● **Objectif A**:
Répondez à ces questions sur le texte consacré aux îles Seguin et Saint-Germain :
(i) Selon Sèvres, à quelle distance l'île Seguin se trouve-t-elle de Sèvres, et à quelle distance de Billancourt ?
(ii) À quelle date le rapporteur Cazes rend-il sa conclusion ?
(iii) À qui Augustin Sageret revend-il ses terrains de l'île Saint-Germain ?
● **Objectif B**:
Recopiez, dans le texte consacré aux îles Seguin et Saint-Germain, tout le passage qui va de « À partir de » jusqu'à « à l’Assemblée nationale. ».

─── Document source ───

La nouvelle organisation réveille les contestations territoriales dans toute la France. Selon la loi, la limite des communes passe par le milieu des cours d’eau. Mais que faire des îles ? L’île Seguin et l’île Saint-Germain (pour sa moitié ouest), sont historiquement rattachées au domaine de Billancourt, et donc d’Auteuil, depuis des siècles. Mais, en ces temps de remise en question, elles sont vivement contestées par les communes de Sèvres et d’Issy.

Le précédent de l’île Seguin

Concernant l’île Seguin, le cas est traité rapidement. La commune de Sèvres demande en 1791 au district de Versailles que « l’Isle et les maisons qui s’y trouvent » soient de son ressort. Versailles approuve, argumentant que le bras droit du fleuve étant seul navigable, la limite devrait passer par son milieu. Sèvres avance, de plus, que l’île Seguin est légèrement plus proche de Sèvres (70 mètres) que de Billancourt (90 mètres).

À partir de là démarre un bras de fer qui va impliquer de nombreuses administrations révolutionnaires, des communes d’Auteuil et Sèvres, leurs districts et mêmes leurs départements puisque la Seine est aussi la limite des départements de Paris et de Seine-et-Oise.

Des commissaires sont nommés, des visites sur place organisées sans parvenir à un accord. L’affaire remonte jusqu’au ministre de l’intérieur et à l’Assemblée nationale.

Le rapporteur Cazes, député chargé de l’affaire, évalue les arguments des uns et des autres et conclut le 24 juin 1792 : « Il apparait naturel de laisser cette île au département de Paris (et donc à la commune d’Auteuil) puisque le pont de Sèves (sic) auquel elle tient est à la charge de ce département ». Un projet de décret est rédigé en ce sens mais n’aboutit pas pour cause de fin de fonction de l’assemblée.

En 1794, le problème n’est toujours pas réglé et les municipalités de Sèvres et d’Auteuil décident, un jour et à quelques heures d’intervalle, de se déplacer pour poser leurs scellés sur les bâtiments de l’île (l’ancienne blanchisserie Riffé). Même la municipalité d’Issy fait de même ! En décembre de la même année, un courrier fait toujours état de leur désaccord territorial. C’est la dernier document connu sur ce conflit.

Nous n’avons pas de trace de la décision finale, toujours est-il que l’île Seguin finit par rester dans les limites de la commune d’Auteuil (puis de Boulogne).

L’île Saint-Germain bradée ?

On connait peu les étapes du conflit entre Issy et Auteuil concernant l’île Saint-Germain et il faudrait faire des recherches sur le sujet. Trois points majeurs ont dû peser, qui la distinguent du cas de l’île Seguin : tout d’abord, le propriétaire du domaine de Billancourt, le botaniste Augustin Sageret, a revendu tous ses terrains de l’île Saint-Germain le 8 juillet 1793 à Louis-François Psalmon, un marchand de vin, et son épouse. Le lien de propriété séculaire que maintenait Billancourt avec cette île est donc rompu.

─── Matériel présenté ───

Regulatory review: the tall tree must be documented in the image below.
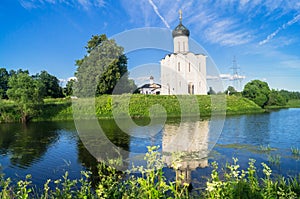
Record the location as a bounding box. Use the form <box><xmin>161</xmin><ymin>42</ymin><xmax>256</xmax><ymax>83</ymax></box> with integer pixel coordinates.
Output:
<box><xmin>64</xmin><ymin>79</ymin><xmax>75</xmax><ymax>96</ymax></box>
<box><xmin>74</xmin><ymin>35</ymin><xmax>137</xmax><ymax>97</ymax></box>
<box><xmin>242</xmin><ymin>80</ymin><xmax>270</xmax><ymax>107</ymax></box>
<box><xmin>35</xmin><ymin>71</ymin><xmax>63</xmax><ymax>98</ymax></box>
<box><xmin>7</xmin><ymin>73</ymin><xmax>43</xmax><ymax>123</ymax></box>
<box><xmin>0</xmin><ymin>68</ymin><xmax>9</xmax><ymax>99</ymax></box>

───

● **Réponse A**:
(i) 70 mètres de Sèvres et 90 mètres de Billancourt.
(ii) Le 24 juin 1792.
(iii) À Louis-François Psalmon, un marchand de vin, et à son épouse.

● **Réponse B**:
À partir de là démarre un bras de fer qui va impliquer de nombreuses administrations révolutionnaires, des communes d’Auteuil et Sèvres, leurs districts et mêmes leurs départements puisque la Seine est aussi la limite des départements de Paris et de Seine-et-Oise.

Des commissaires sont nommés, des visites sur place organisées sans parvenir à un accord. L’affaire remonte jusqu’au ministre de l’intérieur et à l’Assemblée nationale.